TASK BRIEF
Copy every one of the rows below word for word, leaving the pictures out of your copy.
─── DATA LISTING
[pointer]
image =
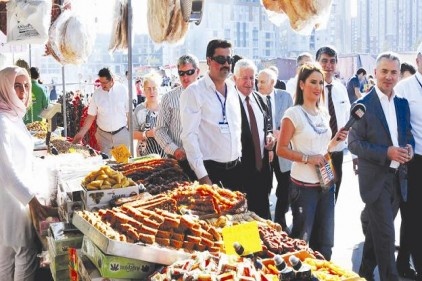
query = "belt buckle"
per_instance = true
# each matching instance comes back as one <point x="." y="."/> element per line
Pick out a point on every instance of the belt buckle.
<point x="230" y="165"/>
──────
SOLUTION FOR THIS PROBLEM
[pointer]
image =
query = "belt buckle"
per_instance = true
# each matching instance comes back as one <point x="." y="."/> element per line
Pick out a point on every instance of the belt buckle.
<point x="230" y="165"/>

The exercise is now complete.